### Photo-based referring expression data
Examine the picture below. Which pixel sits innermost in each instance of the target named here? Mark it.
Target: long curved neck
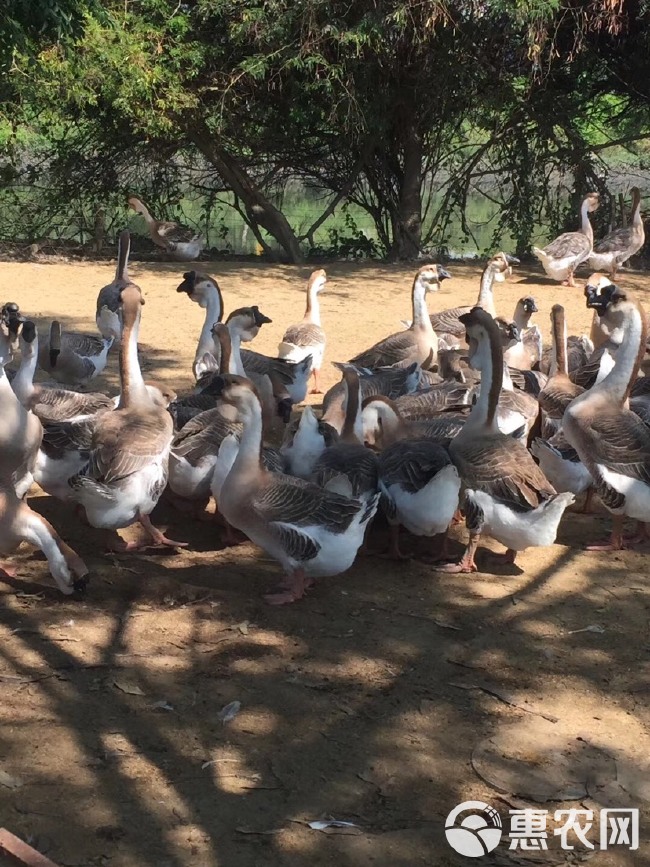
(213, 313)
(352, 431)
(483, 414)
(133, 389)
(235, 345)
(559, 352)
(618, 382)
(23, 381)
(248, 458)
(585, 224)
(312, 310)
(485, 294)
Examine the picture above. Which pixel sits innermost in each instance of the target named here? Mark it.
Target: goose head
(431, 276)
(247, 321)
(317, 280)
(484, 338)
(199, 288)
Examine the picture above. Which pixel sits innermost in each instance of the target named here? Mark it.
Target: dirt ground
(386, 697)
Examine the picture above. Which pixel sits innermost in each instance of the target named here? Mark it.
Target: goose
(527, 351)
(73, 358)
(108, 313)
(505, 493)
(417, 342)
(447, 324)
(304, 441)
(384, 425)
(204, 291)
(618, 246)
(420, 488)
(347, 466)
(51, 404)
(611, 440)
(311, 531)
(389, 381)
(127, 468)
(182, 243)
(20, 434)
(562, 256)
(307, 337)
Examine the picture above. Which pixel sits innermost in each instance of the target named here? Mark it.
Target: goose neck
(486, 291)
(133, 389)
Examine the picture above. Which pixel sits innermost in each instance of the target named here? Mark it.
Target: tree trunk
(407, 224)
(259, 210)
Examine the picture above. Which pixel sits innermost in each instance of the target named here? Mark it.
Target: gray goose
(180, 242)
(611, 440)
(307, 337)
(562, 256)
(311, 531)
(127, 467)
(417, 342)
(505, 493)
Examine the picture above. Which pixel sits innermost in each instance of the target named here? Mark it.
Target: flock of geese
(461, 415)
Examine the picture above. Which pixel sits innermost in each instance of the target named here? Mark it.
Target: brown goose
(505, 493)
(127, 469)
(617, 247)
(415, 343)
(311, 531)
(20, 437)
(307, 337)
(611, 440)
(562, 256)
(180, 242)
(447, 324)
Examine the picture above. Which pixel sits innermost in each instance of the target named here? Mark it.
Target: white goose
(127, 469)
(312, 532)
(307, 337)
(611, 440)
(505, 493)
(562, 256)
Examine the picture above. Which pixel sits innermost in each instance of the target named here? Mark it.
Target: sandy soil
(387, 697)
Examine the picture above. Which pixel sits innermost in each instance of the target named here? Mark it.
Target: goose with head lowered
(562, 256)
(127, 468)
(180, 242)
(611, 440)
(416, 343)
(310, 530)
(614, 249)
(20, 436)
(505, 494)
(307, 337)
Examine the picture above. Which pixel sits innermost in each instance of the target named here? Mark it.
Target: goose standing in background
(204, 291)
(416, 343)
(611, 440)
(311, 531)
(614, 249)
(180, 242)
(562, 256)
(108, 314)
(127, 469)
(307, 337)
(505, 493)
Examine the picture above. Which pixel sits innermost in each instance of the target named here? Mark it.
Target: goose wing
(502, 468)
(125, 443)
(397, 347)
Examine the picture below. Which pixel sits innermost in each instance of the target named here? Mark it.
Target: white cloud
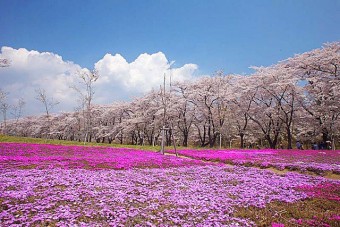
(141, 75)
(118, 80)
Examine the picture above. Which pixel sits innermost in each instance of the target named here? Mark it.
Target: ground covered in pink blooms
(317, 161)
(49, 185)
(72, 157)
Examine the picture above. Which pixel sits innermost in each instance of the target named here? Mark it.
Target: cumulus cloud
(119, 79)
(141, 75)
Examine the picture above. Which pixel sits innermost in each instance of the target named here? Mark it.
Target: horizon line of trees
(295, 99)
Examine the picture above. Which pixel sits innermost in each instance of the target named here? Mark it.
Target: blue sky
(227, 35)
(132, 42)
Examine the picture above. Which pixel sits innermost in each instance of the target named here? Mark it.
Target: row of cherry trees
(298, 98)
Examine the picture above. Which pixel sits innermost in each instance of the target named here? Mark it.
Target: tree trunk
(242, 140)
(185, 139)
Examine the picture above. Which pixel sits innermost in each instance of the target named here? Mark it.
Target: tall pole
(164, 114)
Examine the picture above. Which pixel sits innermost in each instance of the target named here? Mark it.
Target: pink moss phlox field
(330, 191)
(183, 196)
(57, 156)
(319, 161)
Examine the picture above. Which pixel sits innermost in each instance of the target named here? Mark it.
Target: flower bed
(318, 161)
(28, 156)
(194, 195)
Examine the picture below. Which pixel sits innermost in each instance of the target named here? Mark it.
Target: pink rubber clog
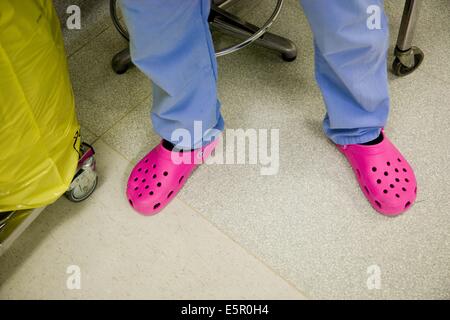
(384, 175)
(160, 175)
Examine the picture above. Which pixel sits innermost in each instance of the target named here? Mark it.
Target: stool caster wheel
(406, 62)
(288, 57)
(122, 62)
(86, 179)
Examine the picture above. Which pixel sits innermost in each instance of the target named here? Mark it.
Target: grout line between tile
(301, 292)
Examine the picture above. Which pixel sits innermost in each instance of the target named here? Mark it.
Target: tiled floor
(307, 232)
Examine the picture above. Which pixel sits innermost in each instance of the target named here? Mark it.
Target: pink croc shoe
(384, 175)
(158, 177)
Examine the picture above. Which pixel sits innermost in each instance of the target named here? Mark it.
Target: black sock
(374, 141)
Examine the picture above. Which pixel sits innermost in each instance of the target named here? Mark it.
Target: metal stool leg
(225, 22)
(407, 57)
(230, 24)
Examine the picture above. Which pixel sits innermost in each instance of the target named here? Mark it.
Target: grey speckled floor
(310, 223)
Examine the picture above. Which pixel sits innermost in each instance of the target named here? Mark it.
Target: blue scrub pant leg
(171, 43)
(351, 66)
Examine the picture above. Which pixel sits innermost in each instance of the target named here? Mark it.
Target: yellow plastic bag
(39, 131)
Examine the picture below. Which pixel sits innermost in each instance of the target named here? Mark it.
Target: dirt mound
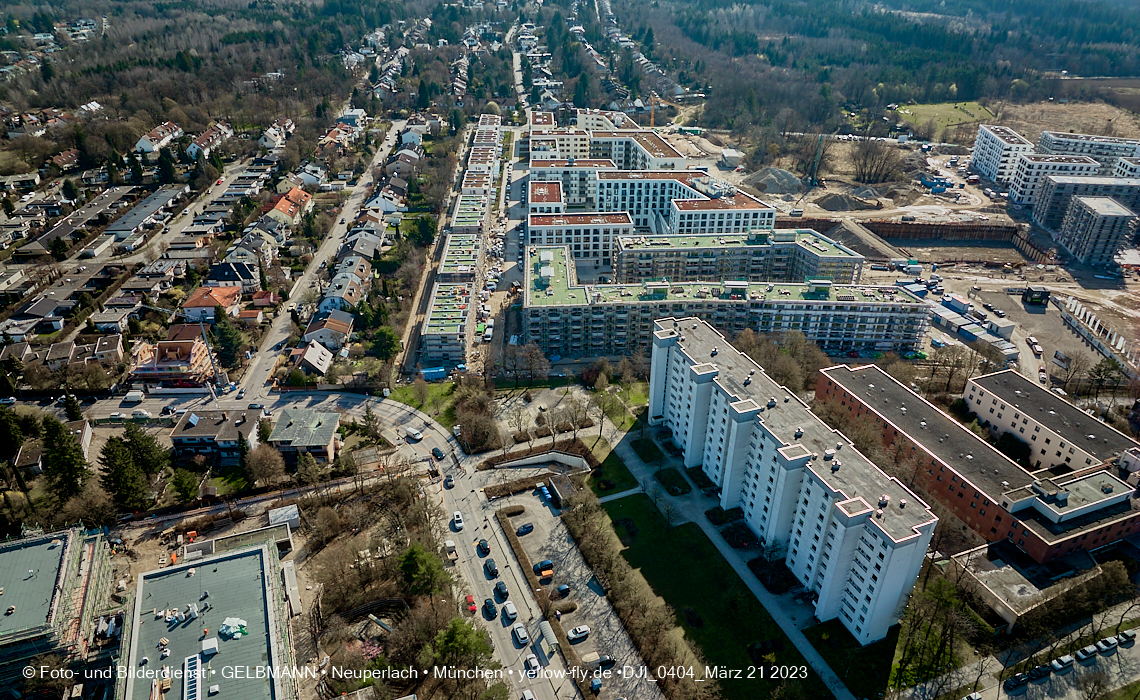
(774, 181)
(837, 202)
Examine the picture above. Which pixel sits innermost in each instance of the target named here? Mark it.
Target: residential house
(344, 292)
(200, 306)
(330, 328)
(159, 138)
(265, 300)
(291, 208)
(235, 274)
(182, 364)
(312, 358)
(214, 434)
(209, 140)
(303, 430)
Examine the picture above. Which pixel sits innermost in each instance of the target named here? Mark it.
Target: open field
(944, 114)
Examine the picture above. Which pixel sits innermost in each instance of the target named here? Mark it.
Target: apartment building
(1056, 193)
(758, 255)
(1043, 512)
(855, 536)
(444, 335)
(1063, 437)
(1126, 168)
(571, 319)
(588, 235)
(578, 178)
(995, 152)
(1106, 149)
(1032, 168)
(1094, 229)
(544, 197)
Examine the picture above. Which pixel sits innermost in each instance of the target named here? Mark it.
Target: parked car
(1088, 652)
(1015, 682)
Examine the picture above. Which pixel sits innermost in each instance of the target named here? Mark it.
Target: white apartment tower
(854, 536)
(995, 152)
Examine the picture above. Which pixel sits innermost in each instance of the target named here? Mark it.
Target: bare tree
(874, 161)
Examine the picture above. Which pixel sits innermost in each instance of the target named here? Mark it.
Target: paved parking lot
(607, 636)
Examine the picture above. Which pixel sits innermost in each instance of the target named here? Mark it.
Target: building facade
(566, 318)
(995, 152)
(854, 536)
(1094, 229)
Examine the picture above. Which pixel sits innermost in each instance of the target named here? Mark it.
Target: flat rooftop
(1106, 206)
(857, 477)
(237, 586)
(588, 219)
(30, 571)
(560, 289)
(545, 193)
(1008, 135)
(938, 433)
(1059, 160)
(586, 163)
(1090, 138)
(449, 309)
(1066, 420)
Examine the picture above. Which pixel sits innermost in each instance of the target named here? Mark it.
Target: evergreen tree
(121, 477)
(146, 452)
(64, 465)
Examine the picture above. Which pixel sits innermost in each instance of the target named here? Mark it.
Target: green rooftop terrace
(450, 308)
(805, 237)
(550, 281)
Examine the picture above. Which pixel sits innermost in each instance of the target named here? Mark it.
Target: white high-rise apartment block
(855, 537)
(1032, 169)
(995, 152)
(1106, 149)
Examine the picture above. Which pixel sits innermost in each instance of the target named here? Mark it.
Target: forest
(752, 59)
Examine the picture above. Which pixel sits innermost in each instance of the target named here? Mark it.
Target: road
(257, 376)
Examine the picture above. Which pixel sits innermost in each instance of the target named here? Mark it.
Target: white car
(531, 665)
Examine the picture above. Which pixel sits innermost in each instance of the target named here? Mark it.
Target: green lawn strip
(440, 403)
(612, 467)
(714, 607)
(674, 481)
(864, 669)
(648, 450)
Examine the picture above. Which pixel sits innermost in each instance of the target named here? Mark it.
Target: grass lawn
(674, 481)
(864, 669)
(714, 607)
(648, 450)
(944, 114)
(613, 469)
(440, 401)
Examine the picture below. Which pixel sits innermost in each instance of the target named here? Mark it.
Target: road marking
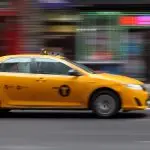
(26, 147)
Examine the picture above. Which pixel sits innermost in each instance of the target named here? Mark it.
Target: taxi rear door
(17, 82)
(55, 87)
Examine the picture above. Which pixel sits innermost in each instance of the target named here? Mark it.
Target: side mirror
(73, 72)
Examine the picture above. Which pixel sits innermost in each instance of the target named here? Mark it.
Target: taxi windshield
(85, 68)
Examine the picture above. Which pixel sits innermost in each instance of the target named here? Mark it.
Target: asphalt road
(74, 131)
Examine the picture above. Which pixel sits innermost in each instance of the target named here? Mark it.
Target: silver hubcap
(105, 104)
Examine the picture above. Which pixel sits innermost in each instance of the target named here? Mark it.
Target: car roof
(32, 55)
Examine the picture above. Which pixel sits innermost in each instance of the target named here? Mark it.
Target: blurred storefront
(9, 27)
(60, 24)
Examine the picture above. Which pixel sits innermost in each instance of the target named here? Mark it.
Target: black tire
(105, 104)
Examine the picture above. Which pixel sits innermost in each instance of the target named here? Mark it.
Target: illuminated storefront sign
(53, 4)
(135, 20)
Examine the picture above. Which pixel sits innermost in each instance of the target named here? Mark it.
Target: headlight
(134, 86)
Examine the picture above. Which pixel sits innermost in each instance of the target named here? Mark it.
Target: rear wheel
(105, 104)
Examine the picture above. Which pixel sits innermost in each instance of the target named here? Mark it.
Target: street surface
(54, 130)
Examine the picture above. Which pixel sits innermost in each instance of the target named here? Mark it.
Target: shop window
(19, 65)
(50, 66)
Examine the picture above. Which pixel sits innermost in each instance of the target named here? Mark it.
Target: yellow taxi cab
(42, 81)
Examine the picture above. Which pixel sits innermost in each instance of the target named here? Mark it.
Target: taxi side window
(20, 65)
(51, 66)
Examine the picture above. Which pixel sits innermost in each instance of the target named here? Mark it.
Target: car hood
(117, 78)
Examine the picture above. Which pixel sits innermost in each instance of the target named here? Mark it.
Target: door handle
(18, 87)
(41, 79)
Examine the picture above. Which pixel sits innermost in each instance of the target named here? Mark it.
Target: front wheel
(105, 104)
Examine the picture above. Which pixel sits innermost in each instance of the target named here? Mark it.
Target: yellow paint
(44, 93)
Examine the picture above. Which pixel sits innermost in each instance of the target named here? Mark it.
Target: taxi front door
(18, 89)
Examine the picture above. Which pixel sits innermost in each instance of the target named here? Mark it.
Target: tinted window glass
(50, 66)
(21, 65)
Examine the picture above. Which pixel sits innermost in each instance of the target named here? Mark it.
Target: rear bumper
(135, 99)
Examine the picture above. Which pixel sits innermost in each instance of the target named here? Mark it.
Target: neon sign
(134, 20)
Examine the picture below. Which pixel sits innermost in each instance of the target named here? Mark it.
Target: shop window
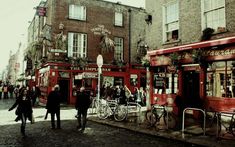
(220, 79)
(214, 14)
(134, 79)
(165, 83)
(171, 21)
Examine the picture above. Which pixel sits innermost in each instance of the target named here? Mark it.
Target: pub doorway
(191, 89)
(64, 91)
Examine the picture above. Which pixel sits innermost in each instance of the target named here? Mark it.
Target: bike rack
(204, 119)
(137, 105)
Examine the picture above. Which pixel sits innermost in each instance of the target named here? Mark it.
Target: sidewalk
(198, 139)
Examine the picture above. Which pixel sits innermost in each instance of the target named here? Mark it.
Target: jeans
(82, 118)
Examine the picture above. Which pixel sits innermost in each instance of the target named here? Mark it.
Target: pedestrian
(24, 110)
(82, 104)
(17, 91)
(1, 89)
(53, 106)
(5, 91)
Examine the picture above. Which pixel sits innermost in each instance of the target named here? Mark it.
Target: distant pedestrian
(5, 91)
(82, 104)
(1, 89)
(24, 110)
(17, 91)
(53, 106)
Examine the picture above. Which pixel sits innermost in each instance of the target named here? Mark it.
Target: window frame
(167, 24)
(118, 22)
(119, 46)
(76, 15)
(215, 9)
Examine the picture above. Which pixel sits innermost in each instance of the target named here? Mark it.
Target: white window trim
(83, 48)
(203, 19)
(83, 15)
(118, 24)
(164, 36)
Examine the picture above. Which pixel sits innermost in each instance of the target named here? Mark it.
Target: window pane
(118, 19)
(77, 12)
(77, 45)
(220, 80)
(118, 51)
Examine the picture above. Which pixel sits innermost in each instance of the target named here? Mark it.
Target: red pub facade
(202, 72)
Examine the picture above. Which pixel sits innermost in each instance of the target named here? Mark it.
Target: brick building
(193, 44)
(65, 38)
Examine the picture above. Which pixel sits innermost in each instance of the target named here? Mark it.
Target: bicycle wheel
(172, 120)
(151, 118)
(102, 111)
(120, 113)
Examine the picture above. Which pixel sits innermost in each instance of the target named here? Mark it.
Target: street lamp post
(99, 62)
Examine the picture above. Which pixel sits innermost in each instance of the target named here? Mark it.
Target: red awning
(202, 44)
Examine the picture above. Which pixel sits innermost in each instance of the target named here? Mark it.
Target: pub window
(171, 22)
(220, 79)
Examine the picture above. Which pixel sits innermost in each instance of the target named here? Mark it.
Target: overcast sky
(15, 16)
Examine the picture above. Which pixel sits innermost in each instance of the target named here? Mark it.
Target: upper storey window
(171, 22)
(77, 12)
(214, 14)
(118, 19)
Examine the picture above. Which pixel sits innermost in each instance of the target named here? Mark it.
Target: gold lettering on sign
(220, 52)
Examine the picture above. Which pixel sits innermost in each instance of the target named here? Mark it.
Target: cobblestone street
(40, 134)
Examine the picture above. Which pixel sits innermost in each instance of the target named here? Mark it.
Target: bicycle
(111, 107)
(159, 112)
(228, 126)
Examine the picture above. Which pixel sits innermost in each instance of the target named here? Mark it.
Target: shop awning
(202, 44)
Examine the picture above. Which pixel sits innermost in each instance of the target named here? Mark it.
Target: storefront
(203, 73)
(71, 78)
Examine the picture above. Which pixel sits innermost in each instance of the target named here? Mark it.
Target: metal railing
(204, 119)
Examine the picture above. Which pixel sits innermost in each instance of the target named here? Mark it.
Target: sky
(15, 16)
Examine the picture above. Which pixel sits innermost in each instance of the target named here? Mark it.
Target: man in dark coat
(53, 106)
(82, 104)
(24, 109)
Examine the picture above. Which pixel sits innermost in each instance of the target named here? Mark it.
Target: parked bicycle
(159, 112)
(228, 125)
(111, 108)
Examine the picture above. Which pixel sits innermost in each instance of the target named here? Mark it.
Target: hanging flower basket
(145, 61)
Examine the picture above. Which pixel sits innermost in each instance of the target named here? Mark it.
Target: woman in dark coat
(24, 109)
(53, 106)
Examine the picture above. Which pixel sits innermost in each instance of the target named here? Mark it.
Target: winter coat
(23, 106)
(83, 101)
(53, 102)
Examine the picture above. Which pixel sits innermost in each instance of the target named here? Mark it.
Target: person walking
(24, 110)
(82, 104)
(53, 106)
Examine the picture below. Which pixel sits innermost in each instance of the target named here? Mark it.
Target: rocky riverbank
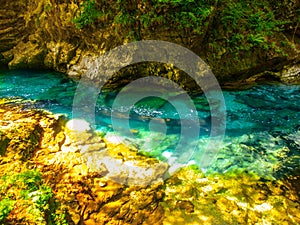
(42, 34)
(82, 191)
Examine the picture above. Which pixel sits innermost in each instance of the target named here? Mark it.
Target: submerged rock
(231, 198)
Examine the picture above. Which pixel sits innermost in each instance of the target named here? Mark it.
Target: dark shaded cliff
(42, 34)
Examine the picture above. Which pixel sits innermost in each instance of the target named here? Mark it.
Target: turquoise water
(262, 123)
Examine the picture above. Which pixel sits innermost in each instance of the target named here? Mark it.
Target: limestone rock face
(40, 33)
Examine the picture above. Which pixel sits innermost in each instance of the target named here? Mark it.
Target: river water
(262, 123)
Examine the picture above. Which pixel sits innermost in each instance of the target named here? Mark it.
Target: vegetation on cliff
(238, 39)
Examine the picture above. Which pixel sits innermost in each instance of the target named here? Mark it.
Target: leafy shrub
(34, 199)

### PROBLEM
Only the lines from the line with "Target: woman in dark coat" through the end of the entries above, copied exactly and with both ends included, belong in the response; the pictures do not.

### PROBLEM SOLUTION
Target: woman in dark coat
(24, 109)
(53, 106)
Examine the picture above. Which pixel sits innermost in each instance of the target named here? Mark it.
Target: winter coat
(23, 106)
(83, 101)
(53, 102)
Examine the picture above. Which pixel sits innermost in each instance of the target named here? Mark it.
Target: person walking
(24, 110)
(82, 104)
(53, 106)
Examine the picture below. Which pixel sits innermost in each instance of the target named here? Mark it.
Target: rocky riverbank
(42, 34)
(82, 191)
Examine the picture above. Which pixel sits innermost in each instance of the target named here? Mark it.
Target: submerged rock
(231, 198)
Examine the picture above. Which pixel sits innermost in each instance of the target named here? Mark it.
Target: dark shaded cliff
(42, 34)
Examine the picture above. Which pixel sits innermost in each instance of the target named here? Mark it.
Target: turquoise water
(262, 123)
Examine the picture above. Which pixel sits innermost in each instance of the target named here? Mark it.
Target: limestone rock face
(40, 33)
Examine the picture above. Which pixel sits innermost in each instance of the target named here? Mark it.
Target: river water
(262, 123)
Examine the picture above. Which pixel sits innermost in each instance of the target named here? Mark it.
Target: vegetation on cliff
(238, 39)
Examine the picture above. Which pixel sits innermost in each instance of the target named here? Mark it.
Target: leafy shrub
(34, 199)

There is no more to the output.